▶ [Exercise instructions] Write out the records again, exactly, leaving none out.

▶ [Excerpted data]

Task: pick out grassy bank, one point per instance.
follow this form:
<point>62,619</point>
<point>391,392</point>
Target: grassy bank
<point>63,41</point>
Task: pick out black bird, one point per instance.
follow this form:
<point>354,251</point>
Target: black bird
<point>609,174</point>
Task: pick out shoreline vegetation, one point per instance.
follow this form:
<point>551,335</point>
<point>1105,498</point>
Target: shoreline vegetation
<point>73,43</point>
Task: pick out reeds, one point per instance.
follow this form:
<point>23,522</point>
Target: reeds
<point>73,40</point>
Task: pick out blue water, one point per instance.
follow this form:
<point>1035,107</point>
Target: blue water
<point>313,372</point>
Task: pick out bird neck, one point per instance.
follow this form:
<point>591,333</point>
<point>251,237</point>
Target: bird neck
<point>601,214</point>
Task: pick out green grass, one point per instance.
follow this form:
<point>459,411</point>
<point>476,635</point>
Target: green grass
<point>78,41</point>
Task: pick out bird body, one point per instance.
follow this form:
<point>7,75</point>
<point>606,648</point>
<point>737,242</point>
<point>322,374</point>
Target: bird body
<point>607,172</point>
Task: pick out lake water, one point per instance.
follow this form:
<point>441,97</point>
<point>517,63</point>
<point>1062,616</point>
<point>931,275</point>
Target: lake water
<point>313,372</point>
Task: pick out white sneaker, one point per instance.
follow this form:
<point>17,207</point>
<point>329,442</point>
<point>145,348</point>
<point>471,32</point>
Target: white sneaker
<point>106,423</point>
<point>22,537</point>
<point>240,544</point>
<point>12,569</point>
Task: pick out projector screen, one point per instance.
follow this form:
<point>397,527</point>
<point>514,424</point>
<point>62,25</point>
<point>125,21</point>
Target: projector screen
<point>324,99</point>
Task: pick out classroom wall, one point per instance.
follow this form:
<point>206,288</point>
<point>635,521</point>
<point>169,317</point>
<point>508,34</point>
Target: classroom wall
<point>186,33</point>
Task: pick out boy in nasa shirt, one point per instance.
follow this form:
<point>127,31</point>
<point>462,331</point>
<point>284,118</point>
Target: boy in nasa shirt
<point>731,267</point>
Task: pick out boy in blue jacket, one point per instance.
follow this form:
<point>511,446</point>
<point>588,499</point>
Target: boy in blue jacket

▶ [Answer to this task]
Task: pick out grassy bank, one point per instance.
follow this form:
<point>62,619</point>
<point>391,392</point>
Target: grassy bank
<point>63,41</point>
Task: pick out black bird, one point per instance.
follow this form:
<point>354,251</point>
Target: black bird
<point>609,174</point>
Task: pick out shoreline vegetation, one point per instance.
follow this form:
<point>551,335</point>
<point>1105,498</point>
Target: shoreline vegetation
<point>73,43</point>
Task: pick out reeds, one point per instance.
follow this form:
<point>23,522</point>
Target: reeds
<point>73,40</point>
Task: pick out blue water, one point per instance.
follow this form:
<point>1035,107</point>
Target: blue water
<point>313,372</point>
Task: pick out bird neck, one point per instance.
follow this form:
<point>591,333</point>
<point>251,237</point>
Target: bird neck
<point>601,214</point>
Task: pick out green grass, one point per instance.
follow this form:
<point>459,411</point>
<point>476,635</point>
Target: green grass
<point>78,41</point>
Task: pick out bird body, one point per instance.
follow this form:
<point>7,75</point>
<point>606,648</point>
<point>737,242</point>
<point>322,374</point>
Target: bird body
<point>607,172</point>
Task: pick out lake water, one point per instance.
follow this form:
<point>441,97</point>
<point>517,63</point>
<point>1062,616</point>
<point>931,275</point>
Target: lake water
<point>313,372</point>
Task: pick out white sneaker, one point per instance.
follow this form:
<point>17,207</point>
<point>329,442</point>
<point>145,348</point>
<point>471,32</point>
Target: white sneaker
<point>106,423</point>
<point>22,537</point>
<point>240,544</point>
<point>12,569</point>
Task: pick out projector screen, one point per instance.
follow this form:
<point>397,527</point>
<point>514,424</point>
<point>62,25</point>
<point>125,21</point>
Target: projector screen
<point>324,99</point>
Task: pick out classroom wall, one point per instance.
follow this form:
<point>206,288</point>
<point>635,521</point>
<point>169,317</point>
<point>508,34</point>
Target: classroom wall
<point>186,33</point>
Task: pick out boy in nasa shirt, one point per instance.
follow this form:
<point>127,31</point>
<point>462,331</point>
<point>284,118</point>
Target: boy in nasa shirt
<point>731,267</point>
Task: pick out boy in blue jacket, one point per instance.
follow this form:
<point>511,446</point>
<point>588,499</point>
Target: boy in blue jacket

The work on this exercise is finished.